━━━ Passage to read ━━━

The Advisors' Blog

This blog features wisdom from respected compensation consultants and lawyers

October 15, 2025

Annual Compensation Planning: Review Your “Holding Power”

Now’s the time for compensation committees to lay the groundwork for annual compensation reviews and decisions. This FW Cook blog explains why analyzing the “holding power” of outstanding equity awards should be part of that:

Absent “perfect” succession planning, the loss of key talent is at best distracting and at worst disruptive to business operations. While no Committee can guarantee with absolute certainty that leaders will not be poached, periodically reviewing Holding Power enables proactive, informed decisions instead of reactive and costlier ones down the line. And unless managed carefully, costs incurred to onboard a replacement may prompt scrutiny from investors and proxy advisors, place undue pressure on equity budgets (absent use of inducement-plan shares), and create internal tension if remaining executives do not fully appreciate the dollars spent to entice a new hire. For these reasons, a review of Holding Power multiples is a prudent component of the annual compensation planning cycle and supports good governance.

Looking at S&P data as of September 30th, FW Cook found that CEOs have the highest proportion of at-risk unvested equity compensation. The median multiple is 2.2x target Total Direct Compensation – but the blog points out that each company should take a more nuanced approach to its own figures:

More meaningful comparisons of Holding Power come from benchmarking against executive compensation peer groups, since the output is sensitive to several factors: market and company performance (with higher returns and above-target payout estimates boosting Holding Power), the size and mix of equity awards (often correlated to market capitalization), and specific industry practices. For instance, high-growth sectors such as technology and life sciences generally rely more heavily on equity compensation and stock options, which offer additional leverage and potential for greater multiples when share prices rise. Because of these dynamics, Holding Power is best interpreted relative to target TDC and through the lens of peers facing similar market and industry conditions.

━━━ Entries provided ━━━

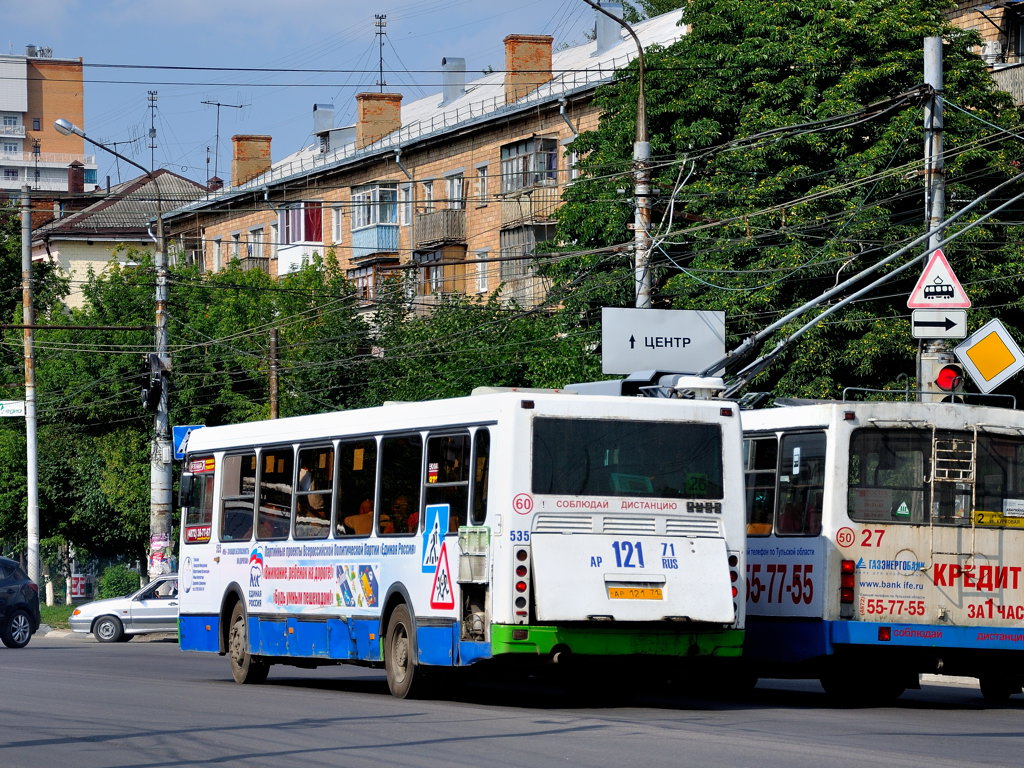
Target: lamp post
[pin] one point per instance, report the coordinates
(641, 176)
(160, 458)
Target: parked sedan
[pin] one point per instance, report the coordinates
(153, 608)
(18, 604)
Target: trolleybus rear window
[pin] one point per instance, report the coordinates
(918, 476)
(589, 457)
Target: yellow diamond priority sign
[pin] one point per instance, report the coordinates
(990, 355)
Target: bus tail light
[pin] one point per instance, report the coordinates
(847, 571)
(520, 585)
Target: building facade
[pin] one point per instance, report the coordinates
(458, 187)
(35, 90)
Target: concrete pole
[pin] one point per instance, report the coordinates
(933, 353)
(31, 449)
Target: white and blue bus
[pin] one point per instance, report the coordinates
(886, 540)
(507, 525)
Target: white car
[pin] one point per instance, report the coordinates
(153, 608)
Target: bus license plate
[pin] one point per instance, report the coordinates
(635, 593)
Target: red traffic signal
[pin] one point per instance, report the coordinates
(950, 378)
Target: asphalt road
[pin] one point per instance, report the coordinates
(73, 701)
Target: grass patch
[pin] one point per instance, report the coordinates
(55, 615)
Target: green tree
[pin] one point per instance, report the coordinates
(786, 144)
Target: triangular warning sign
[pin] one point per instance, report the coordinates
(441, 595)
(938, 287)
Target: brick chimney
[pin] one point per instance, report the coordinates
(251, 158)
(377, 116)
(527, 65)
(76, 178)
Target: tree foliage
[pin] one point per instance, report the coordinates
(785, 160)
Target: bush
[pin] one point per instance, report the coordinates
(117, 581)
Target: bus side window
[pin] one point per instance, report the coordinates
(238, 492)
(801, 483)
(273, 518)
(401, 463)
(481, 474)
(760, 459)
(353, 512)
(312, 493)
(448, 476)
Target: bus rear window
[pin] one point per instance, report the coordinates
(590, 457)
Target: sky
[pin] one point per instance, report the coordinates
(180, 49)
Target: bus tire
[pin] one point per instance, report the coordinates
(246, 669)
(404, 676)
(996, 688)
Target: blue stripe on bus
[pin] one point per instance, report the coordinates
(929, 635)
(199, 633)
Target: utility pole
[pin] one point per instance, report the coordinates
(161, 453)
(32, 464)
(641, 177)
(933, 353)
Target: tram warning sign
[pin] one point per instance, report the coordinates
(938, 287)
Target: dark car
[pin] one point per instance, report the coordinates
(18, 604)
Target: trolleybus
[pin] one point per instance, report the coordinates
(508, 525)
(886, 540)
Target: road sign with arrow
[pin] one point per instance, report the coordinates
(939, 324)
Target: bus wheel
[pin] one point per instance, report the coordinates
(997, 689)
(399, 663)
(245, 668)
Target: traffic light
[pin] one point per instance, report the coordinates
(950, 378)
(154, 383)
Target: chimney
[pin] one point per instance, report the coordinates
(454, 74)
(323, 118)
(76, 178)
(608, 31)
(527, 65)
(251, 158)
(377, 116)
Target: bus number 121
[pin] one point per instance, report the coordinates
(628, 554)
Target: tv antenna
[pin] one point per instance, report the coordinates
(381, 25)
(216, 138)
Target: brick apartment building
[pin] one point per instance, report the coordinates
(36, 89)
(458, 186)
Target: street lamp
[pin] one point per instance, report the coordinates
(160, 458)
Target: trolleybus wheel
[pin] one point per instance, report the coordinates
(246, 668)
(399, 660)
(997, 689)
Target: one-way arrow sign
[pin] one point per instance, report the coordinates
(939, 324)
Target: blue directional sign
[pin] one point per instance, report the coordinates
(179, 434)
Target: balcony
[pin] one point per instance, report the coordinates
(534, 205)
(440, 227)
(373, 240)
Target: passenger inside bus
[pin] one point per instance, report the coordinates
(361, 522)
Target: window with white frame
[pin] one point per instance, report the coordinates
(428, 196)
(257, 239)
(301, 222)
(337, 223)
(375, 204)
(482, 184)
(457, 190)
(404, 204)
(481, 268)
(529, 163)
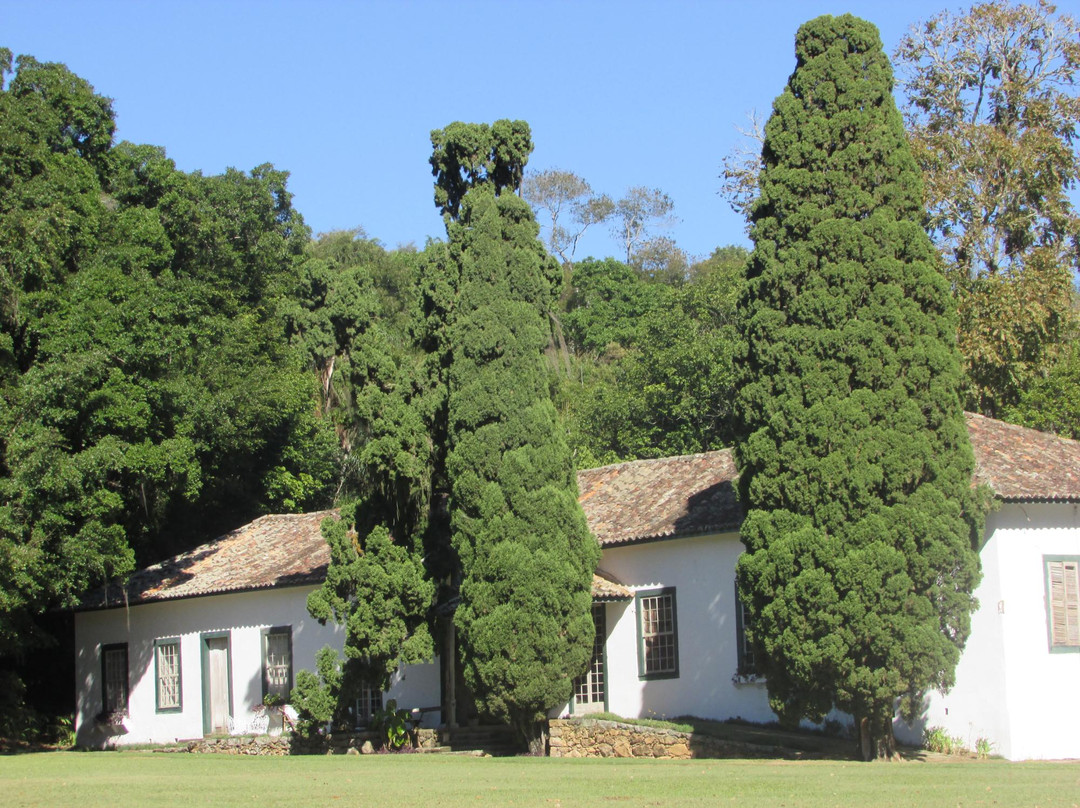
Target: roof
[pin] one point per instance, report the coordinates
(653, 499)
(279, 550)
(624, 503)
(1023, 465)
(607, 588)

━━━

■ **Written task**:
Carry on the blog post about reviewing the holding power of equity awards, starting right after its final sentence. The listing was drawn from a separate source, unrelated to the blog post.

■ **Response**:
Below-median multiples should not be viewed as an automatic red flag; factors like short tenure or recent promotion can naturally depress an executive’s unvested holdings. Instead, treat the data as a guidepost that indicates whether an executive’s Holding Power appears below, in-line, or above market norms, and discuss whether action is warranted. While high unvested holdings do not guarantee retention, periodic reviews can help Committees lessen the risk of unforeseen and costly departures.

In the blog, FW Cook points out that it focused on unvested equity for its S&P 500 analysis, but when you do this in practice, forfeitable long-term cash awards can also be part of the calculation. Members of this site can visit our “Determining How Much Pay is Appropriate” Practice Area to access other resources on setting executive pay and designing awards.

We’ll also be sharing key tips for short-term and long-term incentive awards next week at our “Proxy Disclosure & 22nd Annual Executive Compensation Conferences” – happening virtually and in person in Las Vegas.

If you haven’t registered, time is running out! The Conferences are happening next Tuesday & Wednesday – October 21st & 22nd. Register online or by emailing info@ccrcorp.com or calling 1.800.737.1271.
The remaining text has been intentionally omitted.